EXTRACT TO READ below:

Can You File Bankruptcy On Student Loans? Find Out How

Can You File Bankruptcy On Student Loans? Find Out How
Information in this article does not constitute legal advice, it is for informational purposes only, and may not constitute the most up-to-date information. Readers should contact their attorney for advice on any particular legal matter.

Did you know that it's possible to discharge student loans in bankruptcy? However, it can be quite challenging. To see if we can help you, please use the following calculator if the following conditions apply to you:

  1. Your income is below $75,000 per year if your household size is 2 or under, and your income is below $100,000 if your household size is 4 or under.
  2. You reside in Arizona, Nevada, Colorado, or Utah.
  3. You have made a good faith effort to pay off your student loan debt.
  4. You believe that your financial situation will not improve during the remainder of the student loan contract.

If you meet these criteria, please take the 1-2 minute calculator below.

 Estimate Qualification for Student Loan Bankruptcy Relief

If you don't meet these criteria but are interested in this option, please reach out to us online.

End of EXTRACT TO READ.

*WHAT TO WORK ON*
**a.** According to the page on student loan bankruptcy, why should readers contact their attorney about a particular legal matter?
**b.** Decide whether each statement agrees with the page on student loan bankruptcy, and back each answer with the deciding words quoted from it. (i) The calculator takes one to two minutes. (ii) Residents of California meet the residence condition. (iii) Discharging student loans in bankruptcy is described as easy.
**c.** List every state named in the page on student loan bankruptcy.

DATA EXTRACTS below:

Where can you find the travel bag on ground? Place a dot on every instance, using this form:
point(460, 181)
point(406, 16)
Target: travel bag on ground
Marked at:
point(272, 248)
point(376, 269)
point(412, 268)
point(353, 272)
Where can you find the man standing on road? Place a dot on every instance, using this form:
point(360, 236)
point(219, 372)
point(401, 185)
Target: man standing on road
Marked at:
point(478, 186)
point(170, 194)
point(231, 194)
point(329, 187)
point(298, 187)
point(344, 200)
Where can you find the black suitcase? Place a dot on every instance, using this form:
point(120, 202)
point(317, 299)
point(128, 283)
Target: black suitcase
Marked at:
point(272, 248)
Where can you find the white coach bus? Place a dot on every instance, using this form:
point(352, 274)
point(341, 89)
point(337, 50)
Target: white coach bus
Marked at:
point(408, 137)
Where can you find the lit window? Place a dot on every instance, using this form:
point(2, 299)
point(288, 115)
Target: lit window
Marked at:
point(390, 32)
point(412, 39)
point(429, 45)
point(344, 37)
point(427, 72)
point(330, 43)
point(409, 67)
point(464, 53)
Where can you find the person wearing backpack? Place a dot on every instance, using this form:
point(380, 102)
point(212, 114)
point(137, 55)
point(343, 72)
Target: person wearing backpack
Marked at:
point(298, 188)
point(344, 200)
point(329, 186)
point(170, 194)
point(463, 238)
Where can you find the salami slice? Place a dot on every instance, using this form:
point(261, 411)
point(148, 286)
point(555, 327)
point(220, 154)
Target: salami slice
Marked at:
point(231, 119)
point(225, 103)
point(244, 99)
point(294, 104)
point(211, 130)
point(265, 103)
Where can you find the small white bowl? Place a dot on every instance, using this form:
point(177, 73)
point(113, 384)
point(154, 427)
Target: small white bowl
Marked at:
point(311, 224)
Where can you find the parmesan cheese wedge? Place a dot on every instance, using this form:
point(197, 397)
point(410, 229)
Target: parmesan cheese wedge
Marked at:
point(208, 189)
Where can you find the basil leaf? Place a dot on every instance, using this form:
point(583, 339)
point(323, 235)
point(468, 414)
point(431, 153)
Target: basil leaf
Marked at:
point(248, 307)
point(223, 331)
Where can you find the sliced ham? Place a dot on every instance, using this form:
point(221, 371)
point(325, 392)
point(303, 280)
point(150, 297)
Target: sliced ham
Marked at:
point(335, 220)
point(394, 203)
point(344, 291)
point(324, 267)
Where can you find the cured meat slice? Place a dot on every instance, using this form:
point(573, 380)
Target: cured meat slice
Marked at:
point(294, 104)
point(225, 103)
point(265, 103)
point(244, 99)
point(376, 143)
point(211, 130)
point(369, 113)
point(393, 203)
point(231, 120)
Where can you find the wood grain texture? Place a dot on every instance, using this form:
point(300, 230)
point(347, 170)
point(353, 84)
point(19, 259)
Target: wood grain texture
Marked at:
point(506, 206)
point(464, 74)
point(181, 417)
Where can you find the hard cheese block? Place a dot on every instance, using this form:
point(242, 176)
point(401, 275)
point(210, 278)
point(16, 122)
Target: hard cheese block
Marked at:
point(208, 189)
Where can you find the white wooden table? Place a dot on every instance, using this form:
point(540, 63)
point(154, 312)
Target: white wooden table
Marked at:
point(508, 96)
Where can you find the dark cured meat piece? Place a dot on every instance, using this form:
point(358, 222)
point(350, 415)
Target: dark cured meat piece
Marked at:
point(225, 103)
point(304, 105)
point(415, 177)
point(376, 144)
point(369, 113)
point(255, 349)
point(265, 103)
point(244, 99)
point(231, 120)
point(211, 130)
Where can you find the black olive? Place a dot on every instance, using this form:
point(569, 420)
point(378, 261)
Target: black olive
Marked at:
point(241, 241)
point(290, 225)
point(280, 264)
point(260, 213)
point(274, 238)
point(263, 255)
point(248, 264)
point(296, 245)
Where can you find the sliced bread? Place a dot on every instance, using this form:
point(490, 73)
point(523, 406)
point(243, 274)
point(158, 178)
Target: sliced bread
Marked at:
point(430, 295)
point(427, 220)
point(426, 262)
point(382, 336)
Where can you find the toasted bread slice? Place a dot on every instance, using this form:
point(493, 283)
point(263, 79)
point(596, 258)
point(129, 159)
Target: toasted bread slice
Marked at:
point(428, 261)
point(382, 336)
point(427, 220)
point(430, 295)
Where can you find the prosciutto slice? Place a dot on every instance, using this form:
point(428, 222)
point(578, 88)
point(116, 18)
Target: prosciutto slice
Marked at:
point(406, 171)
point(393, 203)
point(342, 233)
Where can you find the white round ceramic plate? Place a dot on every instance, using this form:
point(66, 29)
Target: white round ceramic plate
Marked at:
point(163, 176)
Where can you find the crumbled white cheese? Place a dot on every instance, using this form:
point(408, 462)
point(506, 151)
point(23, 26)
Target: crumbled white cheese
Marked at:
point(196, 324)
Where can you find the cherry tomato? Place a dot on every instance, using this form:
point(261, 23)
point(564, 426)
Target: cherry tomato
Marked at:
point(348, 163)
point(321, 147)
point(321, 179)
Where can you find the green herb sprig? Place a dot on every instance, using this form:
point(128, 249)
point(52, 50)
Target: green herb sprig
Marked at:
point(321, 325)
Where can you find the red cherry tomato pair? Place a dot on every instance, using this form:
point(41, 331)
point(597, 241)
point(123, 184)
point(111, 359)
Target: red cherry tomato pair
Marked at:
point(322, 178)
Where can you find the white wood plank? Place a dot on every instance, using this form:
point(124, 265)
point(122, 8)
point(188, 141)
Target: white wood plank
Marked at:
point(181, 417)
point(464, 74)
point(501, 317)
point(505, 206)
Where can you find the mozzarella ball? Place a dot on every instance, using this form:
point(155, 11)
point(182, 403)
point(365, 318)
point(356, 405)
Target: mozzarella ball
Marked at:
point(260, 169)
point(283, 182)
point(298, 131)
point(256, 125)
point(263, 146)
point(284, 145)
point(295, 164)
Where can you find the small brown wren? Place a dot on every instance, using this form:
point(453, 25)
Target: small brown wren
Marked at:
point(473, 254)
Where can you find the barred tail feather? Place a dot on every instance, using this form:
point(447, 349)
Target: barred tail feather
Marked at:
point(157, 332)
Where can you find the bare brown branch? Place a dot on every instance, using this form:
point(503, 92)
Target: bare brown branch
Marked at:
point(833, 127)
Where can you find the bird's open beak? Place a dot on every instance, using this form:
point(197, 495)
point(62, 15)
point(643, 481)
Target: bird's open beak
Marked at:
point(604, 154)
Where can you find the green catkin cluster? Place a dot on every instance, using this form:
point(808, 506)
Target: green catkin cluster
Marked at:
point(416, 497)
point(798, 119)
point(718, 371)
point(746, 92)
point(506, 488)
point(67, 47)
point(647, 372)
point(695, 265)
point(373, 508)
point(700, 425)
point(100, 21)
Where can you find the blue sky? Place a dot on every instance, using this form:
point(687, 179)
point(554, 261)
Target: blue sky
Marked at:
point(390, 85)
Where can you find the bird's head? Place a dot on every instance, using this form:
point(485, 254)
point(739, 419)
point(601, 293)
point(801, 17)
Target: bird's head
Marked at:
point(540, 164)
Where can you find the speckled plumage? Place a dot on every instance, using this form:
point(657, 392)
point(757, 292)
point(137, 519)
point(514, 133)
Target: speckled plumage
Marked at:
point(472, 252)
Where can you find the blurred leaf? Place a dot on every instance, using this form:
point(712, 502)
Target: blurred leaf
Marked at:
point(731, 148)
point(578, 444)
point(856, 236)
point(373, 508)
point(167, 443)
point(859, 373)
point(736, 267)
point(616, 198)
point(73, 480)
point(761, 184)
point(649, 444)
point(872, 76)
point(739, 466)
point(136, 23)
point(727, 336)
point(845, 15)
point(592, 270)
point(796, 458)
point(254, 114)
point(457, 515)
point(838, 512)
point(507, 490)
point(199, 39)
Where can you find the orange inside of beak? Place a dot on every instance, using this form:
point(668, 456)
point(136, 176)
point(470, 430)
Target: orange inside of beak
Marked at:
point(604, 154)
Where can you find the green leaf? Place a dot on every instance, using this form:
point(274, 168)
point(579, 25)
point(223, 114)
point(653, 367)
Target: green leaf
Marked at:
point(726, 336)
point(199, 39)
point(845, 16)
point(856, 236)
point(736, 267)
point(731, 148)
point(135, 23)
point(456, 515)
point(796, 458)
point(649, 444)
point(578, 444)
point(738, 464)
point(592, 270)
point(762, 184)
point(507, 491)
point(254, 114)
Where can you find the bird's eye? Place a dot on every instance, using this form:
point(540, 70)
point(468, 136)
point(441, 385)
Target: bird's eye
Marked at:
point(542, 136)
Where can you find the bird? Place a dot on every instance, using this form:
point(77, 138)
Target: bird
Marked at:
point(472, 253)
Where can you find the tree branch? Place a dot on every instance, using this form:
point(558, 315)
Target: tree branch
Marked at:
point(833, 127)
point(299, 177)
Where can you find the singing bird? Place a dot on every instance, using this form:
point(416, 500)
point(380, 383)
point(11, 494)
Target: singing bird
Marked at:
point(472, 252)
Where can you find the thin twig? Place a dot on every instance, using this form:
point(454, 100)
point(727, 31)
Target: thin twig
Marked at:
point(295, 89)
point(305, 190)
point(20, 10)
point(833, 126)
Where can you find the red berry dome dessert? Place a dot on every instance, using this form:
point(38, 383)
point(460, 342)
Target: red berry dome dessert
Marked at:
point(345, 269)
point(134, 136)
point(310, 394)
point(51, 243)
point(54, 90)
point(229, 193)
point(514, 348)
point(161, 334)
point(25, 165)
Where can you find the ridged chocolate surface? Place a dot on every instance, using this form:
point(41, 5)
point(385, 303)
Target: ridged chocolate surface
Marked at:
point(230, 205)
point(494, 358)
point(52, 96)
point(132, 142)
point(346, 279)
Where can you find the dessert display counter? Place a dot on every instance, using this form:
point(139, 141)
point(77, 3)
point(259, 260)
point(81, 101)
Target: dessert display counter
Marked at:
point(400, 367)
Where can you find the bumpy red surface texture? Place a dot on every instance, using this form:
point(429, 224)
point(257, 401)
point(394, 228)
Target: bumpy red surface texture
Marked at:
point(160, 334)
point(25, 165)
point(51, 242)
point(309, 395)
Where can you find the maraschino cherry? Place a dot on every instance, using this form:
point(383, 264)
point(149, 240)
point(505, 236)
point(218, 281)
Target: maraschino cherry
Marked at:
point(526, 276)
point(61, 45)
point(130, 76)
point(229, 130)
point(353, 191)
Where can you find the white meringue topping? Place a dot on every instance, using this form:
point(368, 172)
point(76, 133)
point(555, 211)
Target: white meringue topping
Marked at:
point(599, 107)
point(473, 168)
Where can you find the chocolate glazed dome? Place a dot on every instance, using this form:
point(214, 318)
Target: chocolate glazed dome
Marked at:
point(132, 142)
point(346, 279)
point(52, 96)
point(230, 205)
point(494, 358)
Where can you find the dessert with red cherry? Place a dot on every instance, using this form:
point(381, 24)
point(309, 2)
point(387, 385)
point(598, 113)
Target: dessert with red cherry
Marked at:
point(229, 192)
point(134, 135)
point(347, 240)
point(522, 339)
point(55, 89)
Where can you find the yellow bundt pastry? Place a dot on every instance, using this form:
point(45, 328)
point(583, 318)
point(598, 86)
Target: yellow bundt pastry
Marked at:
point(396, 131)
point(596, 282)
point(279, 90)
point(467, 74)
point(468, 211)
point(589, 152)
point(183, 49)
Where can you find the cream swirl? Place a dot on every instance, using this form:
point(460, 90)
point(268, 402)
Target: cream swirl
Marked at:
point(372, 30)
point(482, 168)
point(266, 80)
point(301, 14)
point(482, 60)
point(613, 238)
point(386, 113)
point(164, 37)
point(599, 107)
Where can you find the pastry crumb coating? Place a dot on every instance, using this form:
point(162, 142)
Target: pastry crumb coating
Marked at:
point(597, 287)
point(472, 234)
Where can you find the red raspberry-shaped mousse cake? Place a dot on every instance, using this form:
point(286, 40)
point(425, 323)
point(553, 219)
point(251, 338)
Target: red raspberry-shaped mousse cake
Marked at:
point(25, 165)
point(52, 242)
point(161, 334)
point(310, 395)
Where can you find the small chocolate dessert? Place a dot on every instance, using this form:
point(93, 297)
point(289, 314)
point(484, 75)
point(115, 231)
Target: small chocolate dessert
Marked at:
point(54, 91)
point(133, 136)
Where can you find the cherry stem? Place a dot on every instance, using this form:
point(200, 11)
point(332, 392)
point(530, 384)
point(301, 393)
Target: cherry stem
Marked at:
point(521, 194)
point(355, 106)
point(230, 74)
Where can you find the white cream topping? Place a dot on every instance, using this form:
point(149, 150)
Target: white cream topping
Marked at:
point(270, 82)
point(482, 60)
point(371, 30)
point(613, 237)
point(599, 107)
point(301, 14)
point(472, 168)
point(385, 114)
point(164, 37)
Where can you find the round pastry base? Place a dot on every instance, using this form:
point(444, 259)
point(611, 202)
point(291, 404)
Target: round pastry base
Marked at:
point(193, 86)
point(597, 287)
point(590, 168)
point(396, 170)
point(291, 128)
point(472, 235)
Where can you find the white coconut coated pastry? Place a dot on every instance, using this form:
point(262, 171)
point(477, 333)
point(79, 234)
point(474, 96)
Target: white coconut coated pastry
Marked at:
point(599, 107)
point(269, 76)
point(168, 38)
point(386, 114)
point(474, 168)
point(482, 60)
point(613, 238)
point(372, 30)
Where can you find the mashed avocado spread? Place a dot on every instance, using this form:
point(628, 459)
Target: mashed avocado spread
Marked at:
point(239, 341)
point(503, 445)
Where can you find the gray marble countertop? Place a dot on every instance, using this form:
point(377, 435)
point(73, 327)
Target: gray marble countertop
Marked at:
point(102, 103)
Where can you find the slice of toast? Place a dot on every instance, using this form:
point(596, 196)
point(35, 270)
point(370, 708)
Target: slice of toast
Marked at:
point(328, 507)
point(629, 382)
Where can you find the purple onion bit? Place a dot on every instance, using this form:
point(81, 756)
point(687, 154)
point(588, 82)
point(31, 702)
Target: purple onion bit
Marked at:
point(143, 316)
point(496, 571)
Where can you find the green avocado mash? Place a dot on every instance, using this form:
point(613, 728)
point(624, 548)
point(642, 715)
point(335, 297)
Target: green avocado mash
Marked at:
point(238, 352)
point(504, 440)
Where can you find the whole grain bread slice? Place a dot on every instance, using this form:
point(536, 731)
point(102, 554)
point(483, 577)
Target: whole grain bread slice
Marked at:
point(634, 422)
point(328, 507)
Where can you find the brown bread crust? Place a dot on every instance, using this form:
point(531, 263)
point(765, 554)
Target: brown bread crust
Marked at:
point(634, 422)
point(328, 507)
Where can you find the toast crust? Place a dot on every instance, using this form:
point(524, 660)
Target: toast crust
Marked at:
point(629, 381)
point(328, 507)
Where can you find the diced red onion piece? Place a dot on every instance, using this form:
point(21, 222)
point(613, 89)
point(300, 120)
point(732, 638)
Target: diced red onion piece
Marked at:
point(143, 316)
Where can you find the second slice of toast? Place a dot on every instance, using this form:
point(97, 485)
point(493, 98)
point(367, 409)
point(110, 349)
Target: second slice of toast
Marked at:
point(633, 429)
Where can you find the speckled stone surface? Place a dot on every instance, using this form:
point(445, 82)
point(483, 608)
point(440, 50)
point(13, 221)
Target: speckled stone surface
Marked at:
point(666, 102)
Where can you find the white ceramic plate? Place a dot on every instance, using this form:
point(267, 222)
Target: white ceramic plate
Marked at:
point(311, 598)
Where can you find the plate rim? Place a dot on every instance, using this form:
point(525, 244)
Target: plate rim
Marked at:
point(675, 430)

End of DATA EXTRACTS.

*TASK SOLUTIONS*
**a.** The information in the article does not constitute legal advice. It is for informational purposes only and may not be the most up-to-date information.

**b.**
(i) Yes: "please take the 1-2 minute calculator below."
(ii) No: "You reside in Arizona, Nevada, Colorado, or Utah."
(iii) No: "However, it can be quite challenging."

**c.** Arizona, Nevada, Colorado, Utah